▼▼▼

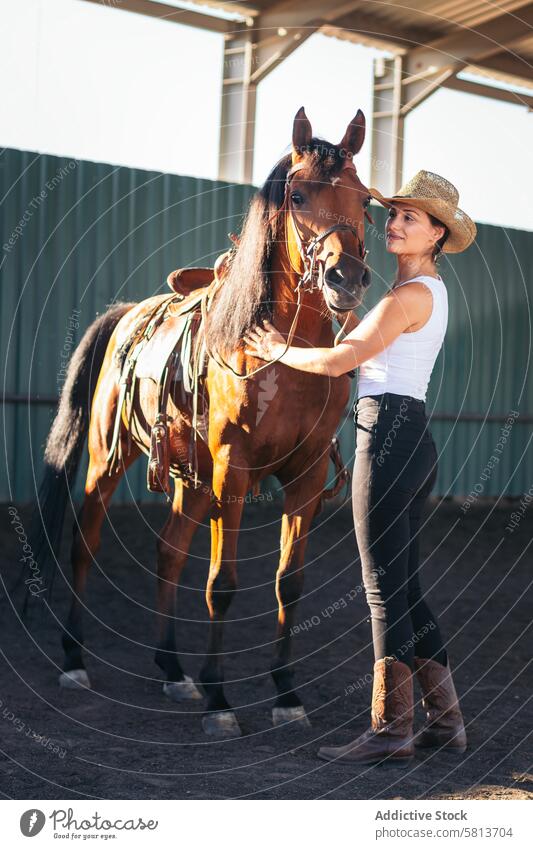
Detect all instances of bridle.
[202,159,373,380]
[284,159,368,292]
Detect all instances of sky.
[0,0,533,230]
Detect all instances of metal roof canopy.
[83,0,533,193]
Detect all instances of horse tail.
[22,303,134,614]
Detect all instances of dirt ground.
[0,494,533,799]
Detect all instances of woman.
[245,171,476,766]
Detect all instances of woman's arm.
[244,283,432,377]
[336,312,361,345]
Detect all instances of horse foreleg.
[155,479,211,701]
[271,458,327,725]
[200,450,248,737]
[59,447,140,688]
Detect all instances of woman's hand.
[243,319,286,360]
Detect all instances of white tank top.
[357,275,448,401]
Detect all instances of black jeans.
[352,392,447,668]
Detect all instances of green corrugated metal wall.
[0,150,533,502]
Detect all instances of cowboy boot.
[318,657,414,767]
[415,657,466,754]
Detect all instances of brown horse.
[30,109,370,735]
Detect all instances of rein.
[202,161,369,380]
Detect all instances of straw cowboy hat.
[369,171,477,254]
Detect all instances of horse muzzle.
[322,262,371,312]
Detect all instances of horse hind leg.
[59,446,140,689]
[155,479,211,702]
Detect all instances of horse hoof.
[202,710,242,737]
[272,705,311,728]
[59,669,91,690]
[163,675,203,702]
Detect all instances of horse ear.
[339,109,366,156]
[292,106,313,164]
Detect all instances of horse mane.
[206,138,346,355]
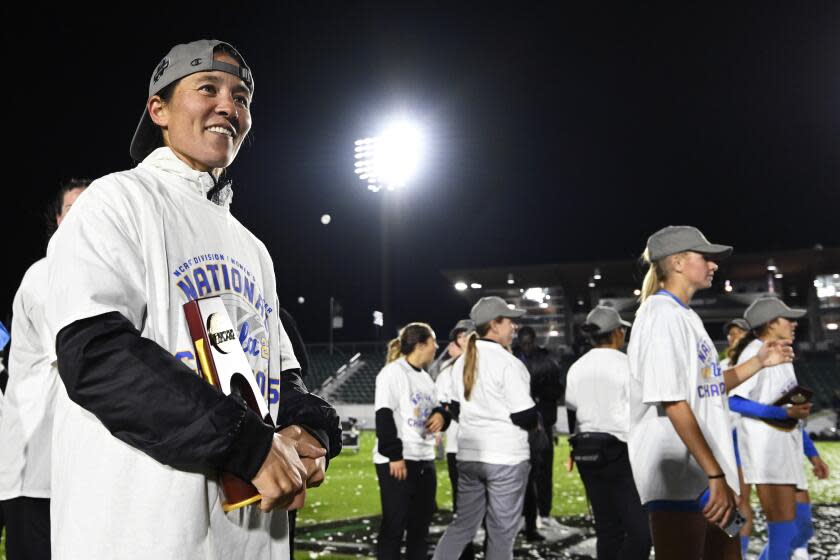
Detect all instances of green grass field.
[298,432,840,525]
[0,432,840,560]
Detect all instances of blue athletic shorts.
[644,500,703,513]
[732,429,741,468]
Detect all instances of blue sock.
[792,502,814,548]
[758,521,797,560]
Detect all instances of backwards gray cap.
[647,226,732,261]
[449,319,475,340]
[744,296,806,329]
[584,305,631,334]
[129,39,254,161]
[723,319,750,336]
[470,296,525,325]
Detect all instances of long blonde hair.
[464,319,498,400]
[385,323,435,364]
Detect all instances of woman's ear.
[146,95,169,128]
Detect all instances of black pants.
[0,497,50,560]
[376,461,437,560]
[522,445,554,533]
[535,440,554,517]
[577,439,651,560]
[446,453,458,513]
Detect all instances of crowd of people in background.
[375,226,829,560]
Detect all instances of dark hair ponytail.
[386,323,435,363]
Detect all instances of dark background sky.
[0,1,840,341]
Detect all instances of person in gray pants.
[434,296,539,560]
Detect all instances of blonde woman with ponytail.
[434,296,539,560]
[373,323,451,560]
[627,226,793,560]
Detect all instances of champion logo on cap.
[152,57,169,83]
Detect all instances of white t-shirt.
[373,358,440,464]
[47,148,297,560]
[627,294,739,504]
[0,259,60,500]
[730,340,807,490]
[452,340,535,465]
[566,348,630,442]
[435,359,458,453]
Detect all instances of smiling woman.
[131,43,254,171]
[46,40,341,560]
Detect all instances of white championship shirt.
[730,340,808,490]
[627,293,739,504]
[566,348,630,442]
[435,359,458,453]
[0,259,61,500]
[47,148,297,560]
[452,340,534,465]
[373,357,440,465]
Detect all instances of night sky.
[0,1,840,342]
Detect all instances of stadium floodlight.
[522,288,545,303]
[355,119,424,192]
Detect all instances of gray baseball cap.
[723,319,750,336]
[129,39,254,161]
[744,296,806,329]
[584,305,631,334]
[470,296,525,325]
[647,226,732,261]
[449,319,475,340]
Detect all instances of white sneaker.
[537,516,561,529]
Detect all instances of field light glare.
[355,119,424,192]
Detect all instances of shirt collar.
[140,146,233,209]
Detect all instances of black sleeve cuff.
[277,369,341,461]
[376,408,403,461]
[432,406,452,432]
[218,409,274,481]
[449,401,461,422]
[510,406,540,431]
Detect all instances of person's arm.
[56,312,274,480]
[723,340,793,392]
[802,430,829,480]
[802,430,820,459]
[566,407,577,435]
[729,395,791,420]
[426,406,452,433]
[277,368,341,465]
[662,401,735,526]
[510,405,540,432]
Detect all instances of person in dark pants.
[514,326,563,541]
[373,323,450,560]
[0,179,90,560]
[566,306,651,560]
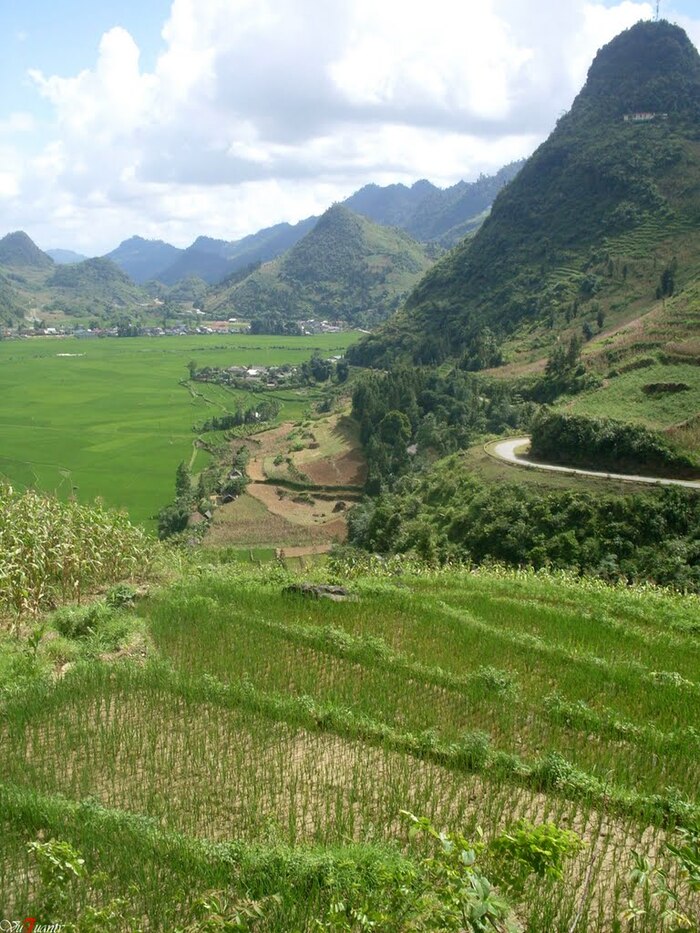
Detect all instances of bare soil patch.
[247,483,347,541]
[203,492,332,547]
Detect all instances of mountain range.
[351,21,700,366]
[206,204,433,332]
[0,165,517,323]
[98,162,522,285]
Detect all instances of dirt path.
[486,436,700,490]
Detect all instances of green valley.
[0,333,357,522]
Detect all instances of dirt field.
[203,487,340,547]
[246,483,347,541]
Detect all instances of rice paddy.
[0,333,357,526]
[0,562,700,933]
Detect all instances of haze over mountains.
[351,21,700,366]
[207,204,433,333]
[0,163,519,323]
[101,162,522,285]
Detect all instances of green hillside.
[46,257,146,314]
[354,22,700,364]
[0,232,148,326]
[0,272,24,324]
[0,230,53,269]
[0,548,700,933]
[207,204,438,324]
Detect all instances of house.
[623,110,668,123]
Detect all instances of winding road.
[487,437,700,490]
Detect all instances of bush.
[531,412,697,474]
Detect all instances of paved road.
[491,437,700,490]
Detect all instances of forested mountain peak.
[207,204,431,333]
[0,230,53,269]
[569,20,700,121]
[351,22,700,365]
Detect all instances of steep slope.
[158,217,317,285]
[0,230,53,270]
[0,272,24,324]
[46,248,89,266]
[104,236,183,284]
[353,21,700,364]
[207,204,431,323]
[46,257,146,315]
[343,162,523,246]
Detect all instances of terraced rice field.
[0,564,700,933]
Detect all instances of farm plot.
[205,414,366,551]
[146,577,700,803]
[0,334,357,523]
[0,564,700,933]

▲▲▲

What the task requires: Rewrite all of the material above as a numbered list, omitting blank lines and leaving out the pictures.

Task answer:
1. Detect all instances of bridle.
2. [202,159,373,380]
3. [284,159,368,292]
4. Detect all instances of sky.
5. [0,0,533,230]
6. Detect all instances of metal roof canopy.
7. [83,0,533,193]
8. Detect all instances of horse tail.
9. [22,303,134,614]
10. Detect all instances of dirt ground.
11. [0,494,533,799]
12. Detect all instances of woman.
13. [245,171,476,766]
14. Detect all instances of woman's arm.
15. [244,283,432,377]
16. [336,312,361,345]
17. Detect all instances of horse foreleg.
18. [155,479,211,701]
19. [271,458,327,725]
20. [200,450,248,737]
21. [59,447,140,688]
22. Detect all instances of woman's hand.
23. [243,319,286,360]
24. Detect all instances of white tank top.
25. [357,275,448,401]
26. Detect all instances of black jeans.
27. [352,392,447,668]
28. Detect all instances of green corrugated metal wall.
29. [0,150,533,502]
30. Detect all instances of cowboy boot.
31. [318,657,414,767]
32. [415,657,466,754]
33. Detect all instances of brown horse.
34. [30,109,370,735]
35. Detect all instances of rein.
36. [202,161,369,380]
37. Detect all instances of straw cowboy hat.
38. [369,171,477,254]
39. Detect all instances of horse muzzle.
40. [322,262,371,312]
41. Detect all instances of horse hind leg.
42. [59,446,140,689]
43. [155,479,211,702]
44. Detect all instances of horse hoof.
45. [202,710,242,737]
46. [272,705,311,728]
47. [59,669,91,690]
48. [163,675,203,702]
49. Detect all instances of horse ear.
50. [339,109,366,156]
51. [292,106,313,164]
52. Detect all instances of horse mane.
53. [206,138,346,355]
54. Detect all instances of green grass field.
55. [298,432,840,525]
56. [0,432,840,560]
57. Detect all instances of blue athletic shorts.
58. [644,500,703,513]
59. [732,429,741,468]
60. Detect all instances of blue sock.
61. [792,502,814,548]
62. [758,521,797,560]
63. Detect all instances of backwards gray cap.
64. [647,226,732,261]
65. [449,319,475,340]
66. [744,296,806,329]
67. [584,305,631,334]
68. [129,39,254,161]
69. [723,319,750,336]
70. [470,296,525,325]
71. Detect all instances of long blonde hair.
72. [464,319,498,400]
73. [385,323,435,364]
74. Detect all instances of woman's ear.
75. [146,95,169,128]
76. Detect all instances of black pants.
77. [0,497,50,560]
78. [376,461,437,560]
79. [522,445,554,533]
80. [535,440,554,517]
81. [577,439,651,560]
82. [446,453,458,513]
83. Detect all instances of crowd of people in background.
84. [375,226,829,560]
85. Detect all instances of dark hair ponytail.
86. [386,323,435,363]
87. Detect all instances of dark background sky.
88. [0,1,840,341]
89. Detect all instances of person in gray pants.
90. [434,296,539,560]
91. Detect all instances of blonde woman with ponytail.
92. [434,296,539,560]
93. [373,323,451,560]
94. [627,226,793,560]
95. Detect all instances of champion logo on cap.
96. [152,57,169,83]
97. Detect all instances of white t-shirt.
98. [373,358,440,464]
99. [47,148,297,560]
100. [627,294,739,504]
101. [0,259,60,500]
102. [730,340,807,490]
103. [452,340,535,465]
104. [566,348,630,442]
105. [435,359,458,453]
106. Detect all instances of smiling woman.
107. [131,43,254,171]
108. [46,40,341,560]
109. Detect all instances of white championship shirt.
110. [730,340,808,490]
111. [627,293,739,504]
112. [566,348,630,442]
113. [435,359,458,453]
114. [0,259,61,500]
115. [47,148,297,560]
116. [452,340,534,465]
117. [373,357,440,465]
118. Detect all instances of night sky.
119. [0,1,840,342]
120. Detect all instances of stadium floodlight.
121. [522,288,545,303]
122. [355,119,424,192]
123. Detect all instances of gray baseball cap.
124. [723,319,750,336]
125. [129,39,254,161]
126. [744,296,806,329]
127. [584,305,631,334]
128. [470,296,525,325]
129. [647,226,732,261]
130. [449,319,475,340]
131. Detect all instances of white sneaker.
132. [537,516,561,529]
133. Detect all instances of field light glare.
134. [355,119,424,192]
135. Detect all instances of shirt collar.
136. [140,146,233,209]
137. Detect all instances of black sleeve cuff.
138. [277,369,341,461]
139. [376,408,403,461]
140. [432,406,452,432]
141. [218,409,274,481]
142. [449,401,461,422]
143. [510,406,540,431]
144. Detect all instances of person's arm.
145. [56,312,274,480]
146. [723,340,793,392]
147. [802,430,829,480]
148. [802,430,820,459]
149. [566,407,577,435]
150. [729,395,791,420]
151. [426,406,452,433]
152. [277,368,341,465]
153. [662,401,735,526]
154. [510,405,540,432]
155. Detect all instances of person in dark pants.
156. [514,326,563,541]
157. [373,323,450,560]
158. [0,179,90,560]
159. [566,306,651,560]
160. Detect all instances of bare soil patch.
161. [247,483,347,541]
162. [203,492,332,547]
163. Detect all instances of mountain range.
164. [351,21,700,366]
165. [206,204,433,332]
166. [0,165,517,323]
167. [98,162,522,285]
168. Detect all instances of dirt path.
169. [486,436,700,490]
170. Detect all instances of green valley.
171. [0,333,357,522]
172. Detect all instances of dirt field.
173. [203,487,340,547]
174. [246,483,347,541]
175. Detect all instances of rice paddy.
176. [0,333,357,526]
177. [0,562,700,933]
178. Detect all instances of haze over mountains.
179. [351,21,700,366]
180. [207,204,433,333]
181. [0,163,519,323]
182. [101,162,522,285]
183. Detect all instances of green hillside.
184. [46,257,146,314]
185. [354,22,700,364]
186. [0,232,148,326]
187. [0,272,24,324]
188. [0,230,53,269]
189. [0,548,700,933]
190. [207,204,438,324]
191. Detect all instances of house.
192. [623,110,668,123]
193. Detect all instances of winding road.
194. [487,437,700,490]
195. Detect all instances of bush.
196. [531,412,697,474]
197. Detect all instances of paved road.
198. [491,437,700,490]
199. Detect all instances of forested mountain peak.
200. [207,204,431,333]
201. [0,230,53,269]
202. [569,20,700,121]
203. [351,22,700,365]
204. Detect all instances of steep slope.
205. [158,217,317,285]
206. [0,230,53,270]
207. [0,272,24,324]
208. [46,248,89,266]
209. [104,236,183,284]
210. [353,21,700,364]
211. [207,204,431,323]
212. [46,257,146,315]
213. [343,162,523,246]
214. Detect all instances of terraced rice field.
215. [0,564,700,933]
216. Detect all instances of farm plot.
217. [205,414,366,551]
218. [146,577,700,803]
219. [0,334,357,523]
220. [0,564,700,933]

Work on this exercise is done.